* _Problem statement_
Exclude the pictures and reproduce the remaining data exactly as written.

* _Data in this exercise_
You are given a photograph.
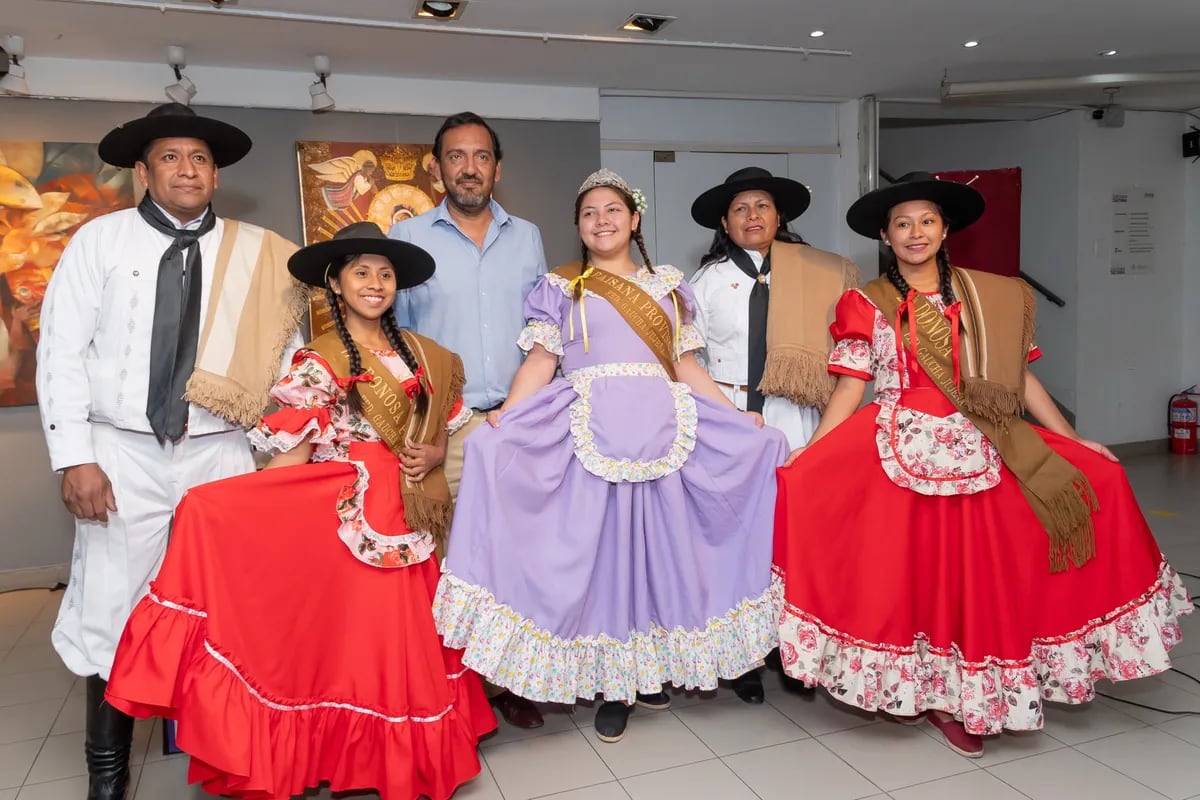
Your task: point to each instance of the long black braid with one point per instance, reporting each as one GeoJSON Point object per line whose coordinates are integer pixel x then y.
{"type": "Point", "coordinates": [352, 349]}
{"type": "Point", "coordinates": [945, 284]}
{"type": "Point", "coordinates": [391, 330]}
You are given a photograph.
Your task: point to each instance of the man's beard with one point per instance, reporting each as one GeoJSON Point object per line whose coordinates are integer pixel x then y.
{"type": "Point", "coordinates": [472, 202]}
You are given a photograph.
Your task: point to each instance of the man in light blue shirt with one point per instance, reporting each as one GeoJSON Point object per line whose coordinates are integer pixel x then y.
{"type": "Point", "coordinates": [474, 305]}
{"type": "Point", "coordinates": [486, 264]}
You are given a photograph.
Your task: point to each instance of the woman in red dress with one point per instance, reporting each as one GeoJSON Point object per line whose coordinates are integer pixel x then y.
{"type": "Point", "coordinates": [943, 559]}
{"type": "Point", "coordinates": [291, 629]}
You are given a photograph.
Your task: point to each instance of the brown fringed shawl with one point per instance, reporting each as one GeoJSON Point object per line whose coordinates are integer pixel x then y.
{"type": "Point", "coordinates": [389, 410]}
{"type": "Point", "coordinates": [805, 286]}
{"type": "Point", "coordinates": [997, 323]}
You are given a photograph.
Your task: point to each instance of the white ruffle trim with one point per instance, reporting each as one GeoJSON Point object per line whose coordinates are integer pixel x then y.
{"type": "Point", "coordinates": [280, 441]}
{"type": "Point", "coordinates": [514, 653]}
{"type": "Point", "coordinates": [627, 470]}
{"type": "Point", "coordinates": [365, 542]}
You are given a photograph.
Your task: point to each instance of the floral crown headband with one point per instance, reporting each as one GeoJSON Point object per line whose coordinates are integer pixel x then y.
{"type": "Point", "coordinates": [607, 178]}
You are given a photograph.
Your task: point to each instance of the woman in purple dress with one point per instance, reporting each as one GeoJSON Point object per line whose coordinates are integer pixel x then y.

* _Final answer_
You are given a photograph.
Your task: point to each instance of the long black braid with one point per instance, reporting each as one GeoJSON Point object per line whose coordinates are integer pixel x then y.
{"type": "Point", "coordinates": [352, 349]}
{"type": "Point", "coordinates": [945, 284]}
{"type": "Point", "coordinates": [391, 330]}
You are given a photograph.
Your task: point to each instance of the man's beard with one point per instance, reporting each as one GeoJSON Point object per line whose coordinates are integer pixel x then y.
{"type": "Point", "coordinates": [472, 202]}
You are given a photograph.
Your task: point to each instance of the man in light blue shirt with one point per instance, reporting each as one GeoJSON Point object per line whose coordinates are integer pixel x then y.
{"type": "Point", "coordinates": [474, 305]}
{"type": "Point", "coordinates": [486, 264]}
You are given a photograph.
Your task: point to each instance of the woman in red dress with one point per instance, reporting each as one GeoJSON Point object per line whose coordinates are integer pixel x then y.
{"type": "Point", "coordinates": [943, 559]}
{"type": "Point", "coordinates": [291, 629]}
You are given a photograph.
Your task: point to each instance of the brown fringed shawl with one point per instance, reporting each as one GeoJSON Point object per line whose coordinates are integer pixel x then y.
{"type": "Point", "coordinates": [389, 410]}
{"type": "Point", "coordinates": [805, 286]}
{"type": "Point", "coordinates": [997, 323]}
You are given a photograph.
Your task: point to each instance of the white ruffle trim with one point per instance, reporting each as one GeoJSON Point object per line whose coordinates are integer pixel x then y.
{"type": "Point", "coordinates": [280, 441]}
{"type": "Point", "coordinates": [514, 653]}
{"type": "Point", "coordinates": [627, 470]}
{"type": "Point", "coordinates": [365, 542]}
You are given a photograph.
Your task: point to each instance of the floral crown headband with one point per instance, reporting each as one GeoJSON Point object per line whose coordinates are integer pixel x then y.
{"type": "Point", "coordinates": [607, 178]}
You are given a photograph.
Your task: point to each instance of the woman in purple dress with one point per instance, reporting each as one GeoJSON Point object per line whose coordinates are integer pixel x then y.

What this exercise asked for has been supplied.